**Task:**
Turn the lines of the listing below into a JSON list of strings, one string per line, leaving out blank lines. Start at the line that contains "of the curly" and continue through the final line of the listing.
* START Data in this exercise *
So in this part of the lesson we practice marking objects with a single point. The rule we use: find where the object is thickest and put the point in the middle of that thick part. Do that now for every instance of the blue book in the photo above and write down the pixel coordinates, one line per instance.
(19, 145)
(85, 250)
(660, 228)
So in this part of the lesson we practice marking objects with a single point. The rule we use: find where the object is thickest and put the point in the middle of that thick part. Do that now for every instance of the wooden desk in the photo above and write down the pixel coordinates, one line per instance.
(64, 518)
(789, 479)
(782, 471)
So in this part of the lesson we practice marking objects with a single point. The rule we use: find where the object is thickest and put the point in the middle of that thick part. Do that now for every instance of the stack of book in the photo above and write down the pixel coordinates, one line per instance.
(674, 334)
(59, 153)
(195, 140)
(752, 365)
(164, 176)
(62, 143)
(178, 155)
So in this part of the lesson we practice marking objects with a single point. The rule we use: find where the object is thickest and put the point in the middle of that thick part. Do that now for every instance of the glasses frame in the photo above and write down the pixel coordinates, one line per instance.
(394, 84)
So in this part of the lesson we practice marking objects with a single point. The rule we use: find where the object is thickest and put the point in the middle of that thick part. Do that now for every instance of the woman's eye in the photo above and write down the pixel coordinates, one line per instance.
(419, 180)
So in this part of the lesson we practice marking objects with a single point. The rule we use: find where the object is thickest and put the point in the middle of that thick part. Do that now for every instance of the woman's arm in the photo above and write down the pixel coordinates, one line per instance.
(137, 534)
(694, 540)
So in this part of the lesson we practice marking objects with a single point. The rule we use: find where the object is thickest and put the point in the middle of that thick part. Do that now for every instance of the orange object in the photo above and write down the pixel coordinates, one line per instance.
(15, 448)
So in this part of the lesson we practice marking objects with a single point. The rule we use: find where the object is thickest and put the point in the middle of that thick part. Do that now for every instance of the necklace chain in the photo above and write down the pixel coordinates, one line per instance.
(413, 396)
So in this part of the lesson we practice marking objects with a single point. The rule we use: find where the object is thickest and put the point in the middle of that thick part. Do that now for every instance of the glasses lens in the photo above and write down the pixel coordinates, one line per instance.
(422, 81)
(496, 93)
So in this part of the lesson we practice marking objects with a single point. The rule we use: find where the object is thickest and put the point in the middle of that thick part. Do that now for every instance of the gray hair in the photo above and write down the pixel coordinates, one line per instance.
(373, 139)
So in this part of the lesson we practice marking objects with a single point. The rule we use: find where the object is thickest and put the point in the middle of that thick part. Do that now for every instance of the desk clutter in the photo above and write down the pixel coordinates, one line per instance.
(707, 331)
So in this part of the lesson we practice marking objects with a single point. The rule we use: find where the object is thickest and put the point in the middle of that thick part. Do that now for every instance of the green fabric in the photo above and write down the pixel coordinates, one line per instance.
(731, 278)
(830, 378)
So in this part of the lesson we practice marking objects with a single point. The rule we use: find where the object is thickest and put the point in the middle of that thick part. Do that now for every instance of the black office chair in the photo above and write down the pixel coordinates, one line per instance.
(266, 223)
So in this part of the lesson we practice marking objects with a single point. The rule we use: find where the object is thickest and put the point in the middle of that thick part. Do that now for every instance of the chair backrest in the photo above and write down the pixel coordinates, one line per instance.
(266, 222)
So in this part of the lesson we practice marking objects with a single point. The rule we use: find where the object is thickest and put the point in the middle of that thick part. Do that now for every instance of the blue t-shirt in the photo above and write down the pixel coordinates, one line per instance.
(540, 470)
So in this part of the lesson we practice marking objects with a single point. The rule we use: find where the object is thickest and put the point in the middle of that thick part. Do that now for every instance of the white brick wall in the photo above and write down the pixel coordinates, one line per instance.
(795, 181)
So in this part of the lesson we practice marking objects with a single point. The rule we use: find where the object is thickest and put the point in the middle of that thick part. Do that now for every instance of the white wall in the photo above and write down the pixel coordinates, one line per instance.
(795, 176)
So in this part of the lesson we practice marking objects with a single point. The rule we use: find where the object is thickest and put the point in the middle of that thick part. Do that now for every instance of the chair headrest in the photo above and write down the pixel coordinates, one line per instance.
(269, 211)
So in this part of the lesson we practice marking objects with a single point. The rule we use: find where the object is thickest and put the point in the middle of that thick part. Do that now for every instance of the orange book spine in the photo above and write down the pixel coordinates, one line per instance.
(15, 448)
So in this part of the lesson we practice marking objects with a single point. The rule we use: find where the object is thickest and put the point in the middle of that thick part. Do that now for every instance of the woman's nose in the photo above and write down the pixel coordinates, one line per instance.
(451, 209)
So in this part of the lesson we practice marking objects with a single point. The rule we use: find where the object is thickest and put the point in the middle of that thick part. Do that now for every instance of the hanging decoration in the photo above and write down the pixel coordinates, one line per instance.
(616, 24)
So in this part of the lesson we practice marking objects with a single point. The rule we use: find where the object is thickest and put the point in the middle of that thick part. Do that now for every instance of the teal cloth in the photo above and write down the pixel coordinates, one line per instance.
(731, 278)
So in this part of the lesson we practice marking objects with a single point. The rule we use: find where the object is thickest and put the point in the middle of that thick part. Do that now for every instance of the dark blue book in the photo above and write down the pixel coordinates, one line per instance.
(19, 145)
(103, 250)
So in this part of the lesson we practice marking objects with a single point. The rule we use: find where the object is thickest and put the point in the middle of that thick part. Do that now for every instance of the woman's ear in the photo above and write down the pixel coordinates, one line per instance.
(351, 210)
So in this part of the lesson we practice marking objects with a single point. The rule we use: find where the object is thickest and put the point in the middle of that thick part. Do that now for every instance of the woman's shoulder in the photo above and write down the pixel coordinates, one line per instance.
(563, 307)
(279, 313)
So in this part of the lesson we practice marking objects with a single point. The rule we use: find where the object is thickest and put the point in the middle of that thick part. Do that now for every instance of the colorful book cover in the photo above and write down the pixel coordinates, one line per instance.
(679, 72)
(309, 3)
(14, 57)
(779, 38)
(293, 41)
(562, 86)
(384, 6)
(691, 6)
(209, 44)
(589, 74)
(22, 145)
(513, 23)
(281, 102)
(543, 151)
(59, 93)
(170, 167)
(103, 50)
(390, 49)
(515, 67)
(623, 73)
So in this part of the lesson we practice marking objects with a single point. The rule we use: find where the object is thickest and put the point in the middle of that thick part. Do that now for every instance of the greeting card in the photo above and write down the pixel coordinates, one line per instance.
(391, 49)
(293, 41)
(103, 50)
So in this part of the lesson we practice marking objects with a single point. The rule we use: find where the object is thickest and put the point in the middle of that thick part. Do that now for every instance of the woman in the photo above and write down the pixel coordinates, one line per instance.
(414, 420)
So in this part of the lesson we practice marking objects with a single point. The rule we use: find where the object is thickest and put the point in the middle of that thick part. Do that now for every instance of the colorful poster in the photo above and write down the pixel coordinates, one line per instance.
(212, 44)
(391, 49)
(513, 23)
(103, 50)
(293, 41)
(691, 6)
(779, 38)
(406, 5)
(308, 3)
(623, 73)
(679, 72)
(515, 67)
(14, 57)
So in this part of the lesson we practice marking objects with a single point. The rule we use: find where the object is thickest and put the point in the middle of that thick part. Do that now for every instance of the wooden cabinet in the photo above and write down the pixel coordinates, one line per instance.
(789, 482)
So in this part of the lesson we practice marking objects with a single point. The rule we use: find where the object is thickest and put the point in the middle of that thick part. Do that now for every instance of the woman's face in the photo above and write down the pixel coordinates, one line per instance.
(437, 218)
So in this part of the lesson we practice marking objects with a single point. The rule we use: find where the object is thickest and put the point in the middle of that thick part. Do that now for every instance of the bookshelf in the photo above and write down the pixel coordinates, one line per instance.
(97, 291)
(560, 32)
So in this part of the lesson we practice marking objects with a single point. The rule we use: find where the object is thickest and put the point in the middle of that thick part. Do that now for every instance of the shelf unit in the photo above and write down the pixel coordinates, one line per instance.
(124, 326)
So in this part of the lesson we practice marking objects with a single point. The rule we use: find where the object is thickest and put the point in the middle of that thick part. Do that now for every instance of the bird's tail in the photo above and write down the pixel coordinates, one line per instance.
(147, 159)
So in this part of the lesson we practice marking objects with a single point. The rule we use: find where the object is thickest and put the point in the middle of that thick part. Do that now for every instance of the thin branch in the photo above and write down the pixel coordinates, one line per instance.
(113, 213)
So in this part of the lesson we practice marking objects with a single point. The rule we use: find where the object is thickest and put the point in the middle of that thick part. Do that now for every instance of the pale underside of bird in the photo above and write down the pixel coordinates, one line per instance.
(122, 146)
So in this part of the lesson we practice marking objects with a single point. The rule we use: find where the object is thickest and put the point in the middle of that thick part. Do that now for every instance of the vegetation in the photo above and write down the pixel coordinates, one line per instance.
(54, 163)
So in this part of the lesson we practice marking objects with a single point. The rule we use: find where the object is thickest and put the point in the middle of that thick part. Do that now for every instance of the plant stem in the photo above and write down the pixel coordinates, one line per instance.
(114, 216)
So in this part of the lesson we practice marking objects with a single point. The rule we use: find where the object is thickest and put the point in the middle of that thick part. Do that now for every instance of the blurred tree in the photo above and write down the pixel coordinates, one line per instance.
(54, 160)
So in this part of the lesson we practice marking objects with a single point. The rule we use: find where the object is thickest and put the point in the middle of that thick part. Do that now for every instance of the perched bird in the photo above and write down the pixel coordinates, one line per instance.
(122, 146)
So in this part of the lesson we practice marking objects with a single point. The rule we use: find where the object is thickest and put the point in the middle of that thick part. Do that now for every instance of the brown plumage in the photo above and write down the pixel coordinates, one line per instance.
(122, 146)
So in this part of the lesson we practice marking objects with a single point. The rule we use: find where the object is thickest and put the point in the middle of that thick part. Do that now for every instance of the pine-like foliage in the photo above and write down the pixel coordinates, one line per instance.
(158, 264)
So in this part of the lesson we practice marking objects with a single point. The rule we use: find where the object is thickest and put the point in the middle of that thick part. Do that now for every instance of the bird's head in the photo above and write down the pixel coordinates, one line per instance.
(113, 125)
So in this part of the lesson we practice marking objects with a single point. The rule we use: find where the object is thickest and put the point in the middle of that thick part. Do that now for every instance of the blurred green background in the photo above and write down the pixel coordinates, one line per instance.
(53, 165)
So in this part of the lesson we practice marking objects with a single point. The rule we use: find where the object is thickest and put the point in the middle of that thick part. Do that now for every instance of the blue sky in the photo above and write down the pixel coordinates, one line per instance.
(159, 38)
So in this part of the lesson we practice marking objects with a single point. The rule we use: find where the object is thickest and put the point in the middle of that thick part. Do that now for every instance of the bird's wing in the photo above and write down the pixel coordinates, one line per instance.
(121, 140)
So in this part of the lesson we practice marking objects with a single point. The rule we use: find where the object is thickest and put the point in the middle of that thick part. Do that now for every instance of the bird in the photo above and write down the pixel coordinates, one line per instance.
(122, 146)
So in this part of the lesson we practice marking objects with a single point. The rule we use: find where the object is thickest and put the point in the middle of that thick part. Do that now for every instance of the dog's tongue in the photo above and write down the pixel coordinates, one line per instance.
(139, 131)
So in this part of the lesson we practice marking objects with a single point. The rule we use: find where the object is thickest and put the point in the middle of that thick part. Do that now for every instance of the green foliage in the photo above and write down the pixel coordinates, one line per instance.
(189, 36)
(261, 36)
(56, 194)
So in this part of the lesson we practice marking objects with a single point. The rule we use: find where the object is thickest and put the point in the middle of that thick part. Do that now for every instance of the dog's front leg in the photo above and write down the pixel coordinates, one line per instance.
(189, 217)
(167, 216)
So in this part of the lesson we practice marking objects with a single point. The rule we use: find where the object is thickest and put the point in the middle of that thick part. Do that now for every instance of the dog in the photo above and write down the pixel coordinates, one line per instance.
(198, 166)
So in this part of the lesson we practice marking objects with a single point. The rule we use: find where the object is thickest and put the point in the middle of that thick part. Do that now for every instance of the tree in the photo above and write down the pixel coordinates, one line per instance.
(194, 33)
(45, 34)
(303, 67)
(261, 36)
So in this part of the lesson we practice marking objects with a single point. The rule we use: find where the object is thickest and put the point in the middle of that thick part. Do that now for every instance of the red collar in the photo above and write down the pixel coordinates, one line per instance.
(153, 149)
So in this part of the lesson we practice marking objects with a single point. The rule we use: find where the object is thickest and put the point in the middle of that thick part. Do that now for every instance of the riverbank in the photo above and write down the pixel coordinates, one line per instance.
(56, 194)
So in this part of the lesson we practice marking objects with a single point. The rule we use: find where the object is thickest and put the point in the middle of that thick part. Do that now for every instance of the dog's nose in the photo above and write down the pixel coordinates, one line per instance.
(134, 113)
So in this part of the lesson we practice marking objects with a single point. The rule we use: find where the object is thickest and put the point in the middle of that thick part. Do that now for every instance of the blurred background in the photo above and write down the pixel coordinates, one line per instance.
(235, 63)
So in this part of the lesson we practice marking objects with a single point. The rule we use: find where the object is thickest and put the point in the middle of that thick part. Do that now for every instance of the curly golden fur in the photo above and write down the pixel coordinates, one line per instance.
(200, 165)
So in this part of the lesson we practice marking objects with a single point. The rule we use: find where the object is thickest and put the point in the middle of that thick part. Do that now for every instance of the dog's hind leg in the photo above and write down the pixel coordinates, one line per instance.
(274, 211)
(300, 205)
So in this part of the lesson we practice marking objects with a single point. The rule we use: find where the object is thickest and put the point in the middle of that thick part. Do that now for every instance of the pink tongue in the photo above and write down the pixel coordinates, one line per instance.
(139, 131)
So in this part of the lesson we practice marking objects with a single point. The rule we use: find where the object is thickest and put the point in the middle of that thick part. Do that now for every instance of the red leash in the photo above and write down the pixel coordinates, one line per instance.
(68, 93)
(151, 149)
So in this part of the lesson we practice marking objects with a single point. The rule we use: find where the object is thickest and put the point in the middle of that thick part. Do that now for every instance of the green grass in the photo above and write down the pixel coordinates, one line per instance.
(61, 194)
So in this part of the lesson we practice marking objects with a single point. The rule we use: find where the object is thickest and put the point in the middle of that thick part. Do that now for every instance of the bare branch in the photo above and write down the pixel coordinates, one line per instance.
* END Data in this exercise *
**Exercise response:**
[
  "So in this part of the lesson we practice marking objects with a single point. The rule we use: find where the object is thickest and put the point in the middle of that thick part. Do that now for every instance of the curly golden fur in the photo above and write down the pixel coordinates, one line per instance.",
  "(200, 165)",
  "So in this part of the lesson we practice marking objects with a single point. The rule we use: find where the object is thickest and put the point in the middle of that thick part. Do that now for every instance of the dog's hind leg in the photo above and write down the pixel coordinates, one line per instance.",
  "(274, 211)",
  "(300, 205)",
  "So in this part of the lesson we practice marking objects with a single point. The rule we use: find where the object is thickest and put the point in the middle of that thick part. Do that now for every instance of the pink tongue in the photo above and write down the pixel coordinates, one line per instance.",
  "(139, 131)",
  "So in this part of the lesson we practice marking objects with a single point. The rule we use: find where the object is thickest and put the point in the middle of that thick part. Do that now for every instance of the red leash in the photo above and write down the pixel coordinates, one line per instance.",
  "(68, 93)",
  "(151, 149)",
  "So in this part of the lesson we practice marking objects with a single point. The rule we use: find where the object is thickest and put the point in the middle of that thick part. Do that now for every instance of the green grass in the photo above and write down the pixel coordinates, one line per instance.",
  "(61, 194)",
  "So in this part of the lesson we practice marking objects with a single point. The rule we use: find where the object is thickest and put the point in the middle of that thick part. Do that now for every instance of the bare branch in the photo above and write down the pixel coordinates, one line per instance."
]